[Recorded data]
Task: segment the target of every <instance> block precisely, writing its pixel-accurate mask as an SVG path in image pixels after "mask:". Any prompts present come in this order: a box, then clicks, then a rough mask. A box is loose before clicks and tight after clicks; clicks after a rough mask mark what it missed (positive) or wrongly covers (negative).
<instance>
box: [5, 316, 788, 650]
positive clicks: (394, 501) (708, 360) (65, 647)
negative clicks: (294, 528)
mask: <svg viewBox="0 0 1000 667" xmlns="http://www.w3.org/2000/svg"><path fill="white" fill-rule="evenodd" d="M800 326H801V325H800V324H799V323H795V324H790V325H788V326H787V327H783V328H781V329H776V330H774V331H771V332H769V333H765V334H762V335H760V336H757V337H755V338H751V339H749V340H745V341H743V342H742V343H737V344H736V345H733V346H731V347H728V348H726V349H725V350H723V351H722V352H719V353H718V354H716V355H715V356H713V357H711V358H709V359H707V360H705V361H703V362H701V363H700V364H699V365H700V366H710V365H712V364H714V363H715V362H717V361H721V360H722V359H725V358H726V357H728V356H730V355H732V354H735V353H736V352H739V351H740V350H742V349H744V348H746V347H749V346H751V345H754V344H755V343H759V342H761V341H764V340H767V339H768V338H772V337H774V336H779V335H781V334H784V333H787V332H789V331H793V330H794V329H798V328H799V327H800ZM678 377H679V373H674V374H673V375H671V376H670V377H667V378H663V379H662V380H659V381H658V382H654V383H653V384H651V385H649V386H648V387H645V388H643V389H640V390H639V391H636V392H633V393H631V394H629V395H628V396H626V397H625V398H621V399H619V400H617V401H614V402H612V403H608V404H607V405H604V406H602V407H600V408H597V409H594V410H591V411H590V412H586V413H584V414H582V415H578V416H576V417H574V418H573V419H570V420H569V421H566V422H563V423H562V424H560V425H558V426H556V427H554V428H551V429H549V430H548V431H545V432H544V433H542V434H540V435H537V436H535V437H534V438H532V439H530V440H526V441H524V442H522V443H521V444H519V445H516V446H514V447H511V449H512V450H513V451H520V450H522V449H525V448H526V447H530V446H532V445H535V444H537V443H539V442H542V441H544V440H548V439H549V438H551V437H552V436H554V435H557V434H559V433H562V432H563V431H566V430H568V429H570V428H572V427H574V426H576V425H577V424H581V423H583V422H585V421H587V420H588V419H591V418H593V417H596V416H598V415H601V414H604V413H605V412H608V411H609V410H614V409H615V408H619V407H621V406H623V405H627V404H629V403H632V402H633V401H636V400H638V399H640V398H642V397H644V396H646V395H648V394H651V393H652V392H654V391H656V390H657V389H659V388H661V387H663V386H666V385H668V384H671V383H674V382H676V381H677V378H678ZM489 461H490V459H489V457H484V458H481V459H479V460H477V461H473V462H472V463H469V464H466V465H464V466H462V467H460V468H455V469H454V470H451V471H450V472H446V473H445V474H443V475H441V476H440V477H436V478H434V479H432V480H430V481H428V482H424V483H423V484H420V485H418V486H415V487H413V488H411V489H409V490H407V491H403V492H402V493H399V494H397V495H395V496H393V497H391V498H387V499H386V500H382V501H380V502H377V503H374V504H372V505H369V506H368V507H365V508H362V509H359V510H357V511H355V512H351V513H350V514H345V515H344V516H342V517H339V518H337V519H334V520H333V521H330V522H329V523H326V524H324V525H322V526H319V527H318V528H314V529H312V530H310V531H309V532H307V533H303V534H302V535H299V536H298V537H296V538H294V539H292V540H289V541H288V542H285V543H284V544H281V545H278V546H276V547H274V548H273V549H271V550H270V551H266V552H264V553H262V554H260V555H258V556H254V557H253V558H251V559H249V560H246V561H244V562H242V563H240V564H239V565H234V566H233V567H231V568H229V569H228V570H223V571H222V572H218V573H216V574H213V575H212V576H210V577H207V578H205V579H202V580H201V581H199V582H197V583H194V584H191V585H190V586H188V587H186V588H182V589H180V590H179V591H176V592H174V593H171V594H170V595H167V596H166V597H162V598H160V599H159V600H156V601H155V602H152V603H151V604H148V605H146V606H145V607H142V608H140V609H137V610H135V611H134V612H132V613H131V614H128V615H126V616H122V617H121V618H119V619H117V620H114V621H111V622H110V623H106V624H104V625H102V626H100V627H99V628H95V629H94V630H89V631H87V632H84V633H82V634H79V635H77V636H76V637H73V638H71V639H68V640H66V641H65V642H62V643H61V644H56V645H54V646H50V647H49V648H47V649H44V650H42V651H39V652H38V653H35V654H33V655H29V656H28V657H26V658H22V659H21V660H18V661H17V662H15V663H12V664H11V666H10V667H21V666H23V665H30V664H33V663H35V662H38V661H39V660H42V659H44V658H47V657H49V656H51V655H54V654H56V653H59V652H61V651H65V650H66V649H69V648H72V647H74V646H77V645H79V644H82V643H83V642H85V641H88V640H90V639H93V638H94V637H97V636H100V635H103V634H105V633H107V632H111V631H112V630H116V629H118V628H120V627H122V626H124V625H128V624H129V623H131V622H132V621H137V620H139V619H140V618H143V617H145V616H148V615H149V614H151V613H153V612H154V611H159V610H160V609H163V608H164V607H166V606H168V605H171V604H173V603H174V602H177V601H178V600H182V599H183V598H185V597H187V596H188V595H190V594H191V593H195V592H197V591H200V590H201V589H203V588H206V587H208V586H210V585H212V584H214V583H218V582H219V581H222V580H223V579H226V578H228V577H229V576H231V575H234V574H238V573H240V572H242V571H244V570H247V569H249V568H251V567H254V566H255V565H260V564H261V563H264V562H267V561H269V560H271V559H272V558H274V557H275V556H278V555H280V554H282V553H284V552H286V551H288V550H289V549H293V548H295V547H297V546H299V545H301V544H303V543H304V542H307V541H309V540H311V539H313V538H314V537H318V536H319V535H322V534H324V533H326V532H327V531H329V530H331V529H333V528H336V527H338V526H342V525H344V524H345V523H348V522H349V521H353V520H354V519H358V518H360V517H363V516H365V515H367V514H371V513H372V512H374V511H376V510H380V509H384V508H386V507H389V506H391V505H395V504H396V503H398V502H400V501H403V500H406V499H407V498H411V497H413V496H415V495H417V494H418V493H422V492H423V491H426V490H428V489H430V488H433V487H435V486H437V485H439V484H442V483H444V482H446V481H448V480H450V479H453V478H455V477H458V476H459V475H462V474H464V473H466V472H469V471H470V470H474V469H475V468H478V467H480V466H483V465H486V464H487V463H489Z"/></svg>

Task prompt: Look through the entries above and quote exactly the lines from the line with "box: [5, 316, 788, 650]" to the line with "positive clicks: (394, 501)", counting both of those lines.

Finished task:
box: [5, 316, 788, 650]
positive clicks: (394, 501) (708, 360) (65, 647)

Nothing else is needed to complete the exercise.